### What you should do
Present every line of the data below as a numbered list, leaving out any blank lines.

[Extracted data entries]
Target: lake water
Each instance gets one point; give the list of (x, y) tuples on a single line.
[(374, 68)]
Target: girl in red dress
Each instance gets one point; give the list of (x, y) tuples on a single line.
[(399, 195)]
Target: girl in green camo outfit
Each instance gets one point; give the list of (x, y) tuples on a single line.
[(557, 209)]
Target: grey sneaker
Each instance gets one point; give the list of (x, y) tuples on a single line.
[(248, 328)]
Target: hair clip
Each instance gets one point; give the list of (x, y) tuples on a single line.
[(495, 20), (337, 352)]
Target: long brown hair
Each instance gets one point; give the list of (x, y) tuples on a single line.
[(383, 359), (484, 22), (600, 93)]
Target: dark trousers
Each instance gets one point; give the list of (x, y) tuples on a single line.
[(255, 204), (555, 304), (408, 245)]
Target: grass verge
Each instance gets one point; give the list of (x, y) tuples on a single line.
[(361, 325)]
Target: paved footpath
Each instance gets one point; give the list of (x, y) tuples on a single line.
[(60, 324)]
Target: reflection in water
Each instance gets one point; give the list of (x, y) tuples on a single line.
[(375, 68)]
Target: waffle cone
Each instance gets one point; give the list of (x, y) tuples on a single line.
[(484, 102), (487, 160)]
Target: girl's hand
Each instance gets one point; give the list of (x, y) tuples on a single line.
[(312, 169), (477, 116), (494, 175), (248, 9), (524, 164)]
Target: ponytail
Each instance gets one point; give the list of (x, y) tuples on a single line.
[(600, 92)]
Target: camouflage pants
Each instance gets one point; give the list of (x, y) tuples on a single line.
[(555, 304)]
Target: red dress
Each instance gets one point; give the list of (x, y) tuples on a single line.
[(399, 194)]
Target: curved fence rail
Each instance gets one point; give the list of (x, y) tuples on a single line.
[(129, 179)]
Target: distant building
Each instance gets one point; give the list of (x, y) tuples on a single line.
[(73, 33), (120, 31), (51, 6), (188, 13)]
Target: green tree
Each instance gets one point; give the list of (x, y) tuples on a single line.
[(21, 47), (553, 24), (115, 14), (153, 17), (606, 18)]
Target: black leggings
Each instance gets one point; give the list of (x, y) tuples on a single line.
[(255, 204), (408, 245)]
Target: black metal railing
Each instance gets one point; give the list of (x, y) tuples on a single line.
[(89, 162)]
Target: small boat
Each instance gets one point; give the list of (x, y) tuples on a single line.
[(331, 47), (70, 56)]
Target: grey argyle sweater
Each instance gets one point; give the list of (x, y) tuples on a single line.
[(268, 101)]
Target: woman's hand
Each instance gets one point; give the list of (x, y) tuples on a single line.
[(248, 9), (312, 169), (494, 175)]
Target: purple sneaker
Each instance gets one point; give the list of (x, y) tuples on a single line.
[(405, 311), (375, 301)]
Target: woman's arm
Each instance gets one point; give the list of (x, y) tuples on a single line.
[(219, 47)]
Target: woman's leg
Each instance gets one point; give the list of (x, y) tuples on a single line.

### Written solution
1. Target: lake water
2. Each instance gets one point; give the list of (x, y) tuples on a single line.
3. [(374, 68)]
4. Target: girl in red dress
5. Each instance gets one point; give the list of (x, y) tuples on a single line.
6. [(399, 195)]
7. Target: girl in green camo outfit
8. Each instance gets one point; give the list of (x, y) tuples on a single line.
9. [(557, 209)]
10. Target: grey sneaker
11. Each instance gets one point; give the list of (x, y) tuples on a single line.
12. [(248, 328)]
13. Target: hair clip
14. Each instance gets one point; give the list of (x, y) tuples on a single line.
15. [(495, 20), (337, 352)]
16. Target: long brown hair
17. Each instance gets one point; give the list of (x, y) tuples on a single line.
18. [(383, 359), (484, 22), (600, 93)]
19. Target: dark trousers
20. Each instance gets one point; give the list of (x, y) tuples on a single line.
21. [(255, 204), (555, 304), (408, 245)]
22. Target: grass verge
23. Each instance gets one point; give the list of (x, y) tuples on a single line.
24. [(361, 325)]
25. Target: paved footpath
26. Each instance gets one point; give the list of (x, y) tuples on a single line.
27. [(60, 324)]
28. Target: reflection in water
29. Each instance gets one point; give the list of (x, y) tuples on a single line.
30. [(375, 68)]
31. Target: waffle cone
32. Each instance gets one point; give the list of (x, y) tuples on a single line.
33. [(484, 102), (487, 160)]
34. Target: girl's hand
35. Each instance gets one point; give the list of (x, y) tuples on a single line.
36. [(312, 169), (477, 116), (494, 175), (248, 9), (524, 164)]
37. Target: ponytail
38. Each instance gets one point; give the list of (x, y) tuples on a single line.
39. [(600, 92)]
40. Target: camouflage pants
41. Each instance gets one point; give the list of (x, y) tuples on a single line.
42. [(555, 304)]
43. Target: red dress
44. Each instance gets one point; give the list of (x, y) tuples on a single line.
45. [(399, 194)]
46. Target: curved fence rail
47. Each instance gets one point; give the list of (x, y) tuples on a single line.
48. [(129, 179)]
49. Target: distant building
50. Each instance gets one point; give the list of (x, y) tuples on a single line.
51. [(73, 33), (120, 31), (51, 6), (188, 13)]
52. Target: green tree
53. Each instance gets one point; give the list of (x, y) tuples on a single line.
54. [(21, 47), (553, 24), (115, 14), (153, 17), (606, 18)]
55. Target: black leggings
56. Each instance gets one point; give the list of (x, y) tuples on a single line.
57. [(255, 204), (408, 245)]
58. Target: black metal railing
59. Each instance gets one point; give the list of (x, y) tuples on a single line.
60. [(89, 162)]
61. Target: small boat
62. Each instance gets one point; give the list of (x, y) tuples on a single line.
63. [(331, 47), (70, 56)]
64. Target: grey argyle sweater
65. Each instance gets one point; give the list of (x, y) tuples on a single line.
66. [(268, 101)]
67. Target: woman's hand
68. Each instance gets one point; give the list of (x, y) tuples on a single line.
69. [(248, 9), (312, 169), (494, 175)]
70. Target: purple sneaker
71. Each instance gets one point; give the list of (x, y) tuples on a single line.
72. [(405, 311), (375, 301)]
73. Target: woman's arm
74. Each instance gets one point; give the list of (x, y) tuples on a single line.
75. [(219, 47)]
76. Target: woman's leg
77. Each instance gets one point; give the list of (x, y) tuples on a single line.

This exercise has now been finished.